- _What the task requires_
Could you lay out every line of the records below as a Markdown table with the columns "Row" and "Line", numbering the rows and leaving out blank lines and the pictures?

- _Data section_
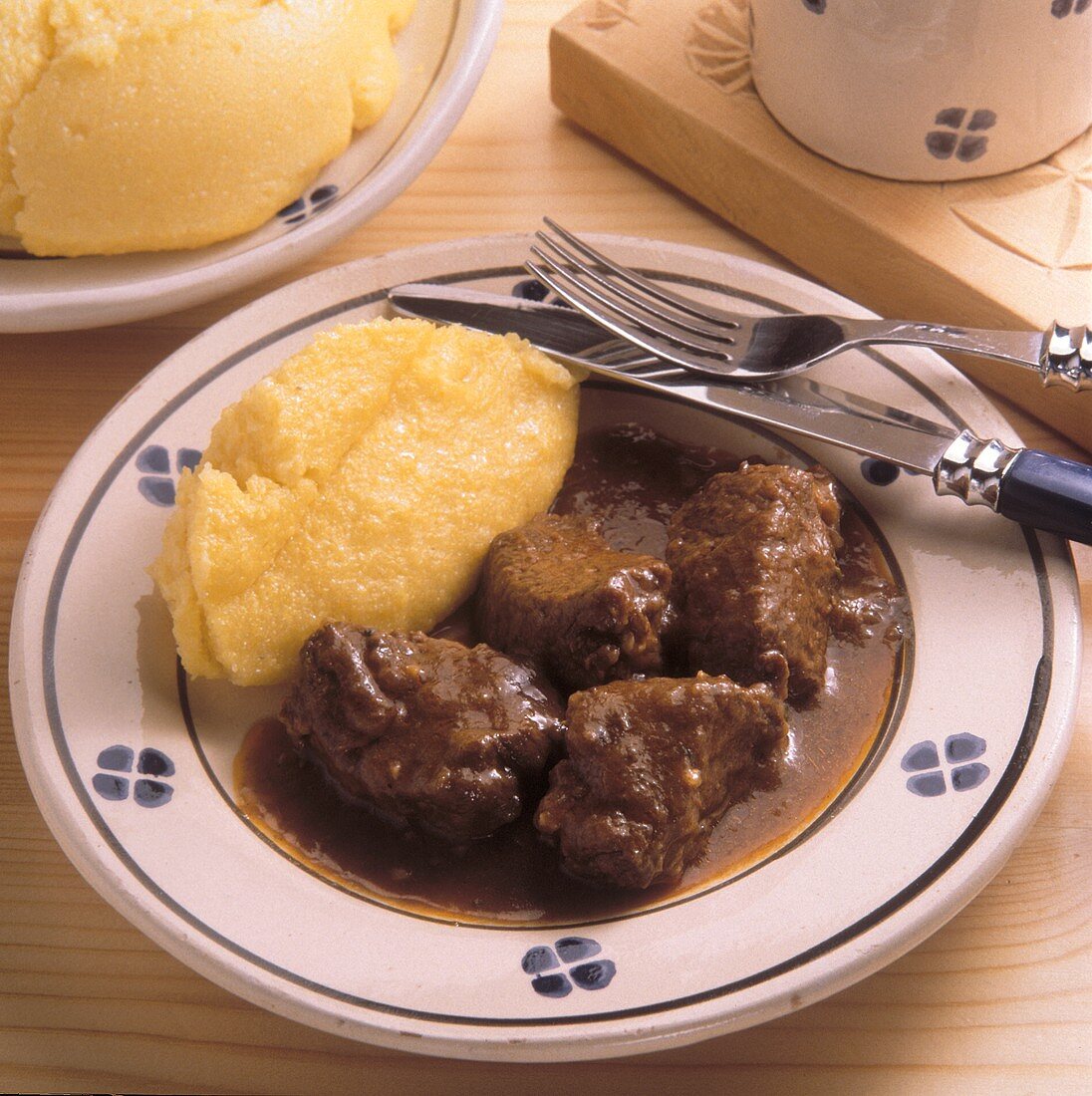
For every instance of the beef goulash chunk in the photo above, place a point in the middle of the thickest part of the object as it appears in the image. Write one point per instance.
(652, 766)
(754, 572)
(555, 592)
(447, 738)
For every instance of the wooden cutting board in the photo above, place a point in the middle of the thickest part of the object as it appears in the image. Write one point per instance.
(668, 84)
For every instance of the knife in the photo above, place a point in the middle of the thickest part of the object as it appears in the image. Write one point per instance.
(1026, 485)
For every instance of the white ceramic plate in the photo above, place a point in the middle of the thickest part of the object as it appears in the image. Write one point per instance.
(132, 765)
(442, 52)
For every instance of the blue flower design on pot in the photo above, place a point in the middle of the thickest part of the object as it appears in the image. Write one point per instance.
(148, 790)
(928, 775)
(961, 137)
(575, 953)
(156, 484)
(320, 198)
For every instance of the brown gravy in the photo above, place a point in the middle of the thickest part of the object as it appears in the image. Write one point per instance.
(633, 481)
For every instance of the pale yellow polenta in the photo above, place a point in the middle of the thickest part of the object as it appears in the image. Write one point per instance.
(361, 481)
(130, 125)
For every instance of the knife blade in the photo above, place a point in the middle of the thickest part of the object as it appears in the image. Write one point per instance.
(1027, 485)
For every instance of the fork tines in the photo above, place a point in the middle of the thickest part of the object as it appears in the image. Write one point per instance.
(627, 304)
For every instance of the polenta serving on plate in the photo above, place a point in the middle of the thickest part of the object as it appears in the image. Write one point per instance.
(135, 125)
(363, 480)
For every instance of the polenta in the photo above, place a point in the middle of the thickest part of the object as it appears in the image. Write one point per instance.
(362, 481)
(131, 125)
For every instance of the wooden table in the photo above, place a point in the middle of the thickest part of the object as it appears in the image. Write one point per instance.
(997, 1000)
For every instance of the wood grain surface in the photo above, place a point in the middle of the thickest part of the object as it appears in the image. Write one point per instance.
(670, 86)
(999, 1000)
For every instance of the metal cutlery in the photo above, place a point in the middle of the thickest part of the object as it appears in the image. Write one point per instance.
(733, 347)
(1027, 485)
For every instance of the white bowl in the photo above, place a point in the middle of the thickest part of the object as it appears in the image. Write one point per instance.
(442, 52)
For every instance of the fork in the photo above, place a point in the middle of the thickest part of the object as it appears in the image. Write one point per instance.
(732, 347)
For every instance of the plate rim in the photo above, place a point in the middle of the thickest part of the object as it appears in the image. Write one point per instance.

- _Reply_
| Row | Line |
|---|---|
| 1 | For every instance of the beef goulash chunk in the photo above, place a point in the middle of the thickest part of the object as it appears in the image. Write one point per instance. |
| 2 | (652, 766) |
| 3 | (754, 572) |
| 4 | (555, 592) |
| 5 | (447, 738) |
| 6 | For every instance of the wooden cutting board in the photo above, place a point in the middle of the thickest part of the object as it appears in the image. Write one point per instance. |
| 7 | (668, 84) |
| 8 | For every instance of the knife in the photo above, place a point in the middle of the thickest part of the object as it appears in the image. Write one point per instance. |
| 9 | (1026, 485) |
| 10 | For every instance of the white ceramic plate in the photo above, place a point in the middle of the thickest part of the object as it appears in the image. Write one point per instance. |
| 11 | (132, 765) |
| 12 | (442, 52) |
| 13 | For every instance of the blue flower design on pot in the photo above, place a point in the middle of the thickest part of the object as it appears in the image. Write one point per instance. |
| 14 | (148, 790) |
| 15 | (928, 775) |
| 16 | (961, 137) |
| 17 | (575, 953) |
| 18 | (156, 484) |
| 19 | (320, 198) |
| 20 | For every instance of the brown gravy in the photo above, place a point in the middle of the thickest part of the object as it appears in the image. Write one point per instance. |
| 21 | (633, 481) |
| 22 | For every instance of the pale yellow polenta in the photo above, place a point in the middle of the thickest part of the object as it appears in the image. Write one point per instance. |
| 23 | (361, 481) |
| 24 | (130, 125) |
| 25 | For every instance of the knife blade in the photo above, place a point in the middle of the thickest part of the object as it appears in the image. Write one point per instance. |
| 26 | (1027, 485) |
| 27 | For every instance of the fork tines in the photo above, place a point in the middle of the thickest part of the object as it appears in the image. Write one point per instance. |
| 28 | (627, 304) |
| 29 | For every instance of the polenta serving on plate in the photo above, place a point in the middle of the thickest part of the object as it appears in the image. Write one point per instance. |
| 30 | (135, 125) |
| 31 | (363, 480) |
| 32 | For every instance of the polenta in the photo above, place a point in the middle of the thickest part of the object as it appears in the image. Write one point per instance. |
| 33 | (362, 481) |
| 34 | (131, 125) |
| 35 | For every instance of the wooden table in the photo above, place a point in the middle of the thickest part of the object as it appears in the image. Write one point per instance. |
| 36 | (997, 1000) |
| 37 | For every instance of the wood grain surface in the photo above, place a point in the middle of the thickest part of the object as it appears in the image. Write one point per instance. |
| 38 | (670, 86) |
| 39 | (999, 1000) |
| 40 | For every instance of the metal cutlery in the photo above, place a point in the middle of the thickest part of the object as it appears in the image. Write one point per instance. |
| 41 | (733, 347) |
| 42 | (1027, 485) |
| 43 | For every instance of the white bowl in the photo above, place a point in the middle of the thickest part of the object as it appears in the image. Write one point per instance. |
| 44 | (442, 52) |
| 45 | For every instance of the fork in the photo above, place a point in the middle of the thickest part of the object as it appears in the image. Write one point per instance. |
| 46 | (732, 347) |
| 47 | For every instance of the plate rim in the photo above, place a point in the middle of the thickest part of the object as it appears in the image. Write one point per instance. |